短い課題 -
「# point at: the pine」を含む行から項目の最後までを、指示の行も含めてもう一度書き出してください。その際、答えにある座標の数値はすべて0.6倍し、小数点以下を四捨五入して(0.5は切り上げて)整数にしてください。

項目一覧 -

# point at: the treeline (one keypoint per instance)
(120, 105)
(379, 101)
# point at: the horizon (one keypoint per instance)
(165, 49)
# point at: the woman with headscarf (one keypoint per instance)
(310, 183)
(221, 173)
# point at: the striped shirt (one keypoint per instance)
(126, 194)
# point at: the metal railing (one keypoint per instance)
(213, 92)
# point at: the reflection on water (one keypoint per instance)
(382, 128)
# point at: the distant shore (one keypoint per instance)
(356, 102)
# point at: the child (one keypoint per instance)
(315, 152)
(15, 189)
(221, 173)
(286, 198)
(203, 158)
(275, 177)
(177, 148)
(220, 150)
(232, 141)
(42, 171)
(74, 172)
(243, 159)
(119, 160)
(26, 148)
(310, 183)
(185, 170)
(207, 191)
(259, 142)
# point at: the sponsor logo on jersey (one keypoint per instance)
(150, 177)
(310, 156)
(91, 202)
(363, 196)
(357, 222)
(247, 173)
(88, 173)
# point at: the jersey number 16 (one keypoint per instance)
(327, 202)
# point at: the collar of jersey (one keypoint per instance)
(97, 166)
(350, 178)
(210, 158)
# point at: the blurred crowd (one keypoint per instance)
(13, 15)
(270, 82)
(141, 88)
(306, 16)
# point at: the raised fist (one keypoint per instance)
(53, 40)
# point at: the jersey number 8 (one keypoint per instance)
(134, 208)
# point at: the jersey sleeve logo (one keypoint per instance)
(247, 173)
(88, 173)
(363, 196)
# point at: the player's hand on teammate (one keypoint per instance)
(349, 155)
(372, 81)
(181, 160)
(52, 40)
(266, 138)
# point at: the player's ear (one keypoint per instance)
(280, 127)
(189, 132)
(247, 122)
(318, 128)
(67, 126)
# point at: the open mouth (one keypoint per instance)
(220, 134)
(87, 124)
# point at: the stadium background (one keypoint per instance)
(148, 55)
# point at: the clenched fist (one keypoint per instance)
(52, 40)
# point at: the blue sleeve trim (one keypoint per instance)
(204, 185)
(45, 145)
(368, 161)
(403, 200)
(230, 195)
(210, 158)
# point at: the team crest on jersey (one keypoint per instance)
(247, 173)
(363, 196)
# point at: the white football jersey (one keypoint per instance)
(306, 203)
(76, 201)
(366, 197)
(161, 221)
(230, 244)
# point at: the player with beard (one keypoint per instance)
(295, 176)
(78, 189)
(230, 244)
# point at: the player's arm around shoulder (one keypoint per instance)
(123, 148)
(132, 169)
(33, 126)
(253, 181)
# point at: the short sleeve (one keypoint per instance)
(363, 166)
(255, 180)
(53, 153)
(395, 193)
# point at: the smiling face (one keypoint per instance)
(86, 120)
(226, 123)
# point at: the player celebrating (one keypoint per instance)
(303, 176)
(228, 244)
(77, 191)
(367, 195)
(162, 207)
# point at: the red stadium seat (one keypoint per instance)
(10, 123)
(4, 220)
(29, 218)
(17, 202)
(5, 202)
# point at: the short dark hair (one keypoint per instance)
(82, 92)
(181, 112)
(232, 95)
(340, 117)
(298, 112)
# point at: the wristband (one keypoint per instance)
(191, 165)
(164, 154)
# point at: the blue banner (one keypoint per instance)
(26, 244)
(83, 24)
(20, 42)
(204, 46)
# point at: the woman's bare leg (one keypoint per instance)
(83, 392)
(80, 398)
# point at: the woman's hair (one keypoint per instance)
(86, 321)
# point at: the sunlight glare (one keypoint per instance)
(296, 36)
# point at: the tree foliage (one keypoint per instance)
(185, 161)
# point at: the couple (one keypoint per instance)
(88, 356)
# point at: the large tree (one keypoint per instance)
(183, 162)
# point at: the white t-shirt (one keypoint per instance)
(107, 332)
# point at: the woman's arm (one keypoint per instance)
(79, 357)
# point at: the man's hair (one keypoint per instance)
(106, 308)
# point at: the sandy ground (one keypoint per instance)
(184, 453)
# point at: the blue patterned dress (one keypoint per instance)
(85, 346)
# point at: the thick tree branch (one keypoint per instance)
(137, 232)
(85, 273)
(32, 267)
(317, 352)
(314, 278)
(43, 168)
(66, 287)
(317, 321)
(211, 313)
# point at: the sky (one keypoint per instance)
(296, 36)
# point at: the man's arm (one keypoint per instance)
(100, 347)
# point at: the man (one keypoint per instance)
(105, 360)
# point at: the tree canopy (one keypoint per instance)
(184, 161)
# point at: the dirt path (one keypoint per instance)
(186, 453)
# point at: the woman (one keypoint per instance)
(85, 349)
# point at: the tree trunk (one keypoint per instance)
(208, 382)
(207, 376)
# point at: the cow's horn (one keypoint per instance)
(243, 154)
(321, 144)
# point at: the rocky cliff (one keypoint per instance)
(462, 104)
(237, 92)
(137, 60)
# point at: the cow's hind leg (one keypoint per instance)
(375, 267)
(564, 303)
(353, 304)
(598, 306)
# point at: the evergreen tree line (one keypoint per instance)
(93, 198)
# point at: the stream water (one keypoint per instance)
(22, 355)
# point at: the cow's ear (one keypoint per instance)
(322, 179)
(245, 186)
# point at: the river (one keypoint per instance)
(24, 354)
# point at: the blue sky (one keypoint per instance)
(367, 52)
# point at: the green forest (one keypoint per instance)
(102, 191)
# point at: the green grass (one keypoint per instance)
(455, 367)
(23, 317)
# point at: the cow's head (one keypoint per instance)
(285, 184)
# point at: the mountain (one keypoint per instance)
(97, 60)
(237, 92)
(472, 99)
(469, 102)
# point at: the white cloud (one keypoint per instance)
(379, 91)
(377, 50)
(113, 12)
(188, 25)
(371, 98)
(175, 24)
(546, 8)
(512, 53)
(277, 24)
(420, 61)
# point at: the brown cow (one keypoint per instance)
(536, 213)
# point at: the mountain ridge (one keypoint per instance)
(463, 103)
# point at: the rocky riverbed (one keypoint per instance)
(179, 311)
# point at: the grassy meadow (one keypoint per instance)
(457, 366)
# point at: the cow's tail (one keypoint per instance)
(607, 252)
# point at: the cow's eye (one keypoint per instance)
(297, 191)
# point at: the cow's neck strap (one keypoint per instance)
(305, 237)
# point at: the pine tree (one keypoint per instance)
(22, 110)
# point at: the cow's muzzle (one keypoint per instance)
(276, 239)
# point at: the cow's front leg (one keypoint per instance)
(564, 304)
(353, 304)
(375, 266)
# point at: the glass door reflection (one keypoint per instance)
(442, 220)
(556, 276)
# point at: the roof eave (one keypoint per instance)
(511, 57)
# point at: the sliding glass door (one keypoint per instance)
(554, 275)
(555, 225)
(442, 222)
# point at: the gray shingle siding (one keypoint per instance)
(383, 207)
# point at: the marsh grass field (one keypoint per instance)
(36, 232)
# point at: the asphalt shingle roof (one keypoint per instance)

解答例 -
# point at: the pine tree (one keypoint per instance)
(13, 66)
# point at: the cow's muzzle (one keypoint per instance)
(166, 143)
# point at: the cow's front leg (one keypoint per instance)
(338, 182)
(212, 182)
(225, 160)
# point at: the glass door reflection (one keypoint per instance)
(265, 132)
(334, 166)
# point at: the roof eave (one keypoint per instance)
(307, 34)
# point at: the sliding glass door (one keypoint per instance)
(332, 165)
(333, 135)
(265, 133)
# point at: the gray shingle siding (one keypoint per instance)
(230, 124)
# point at: the marsh grass field (one keypoint per instance)
(22, 139)
# point at: the asphalt shingle roof (one keypoint per instance)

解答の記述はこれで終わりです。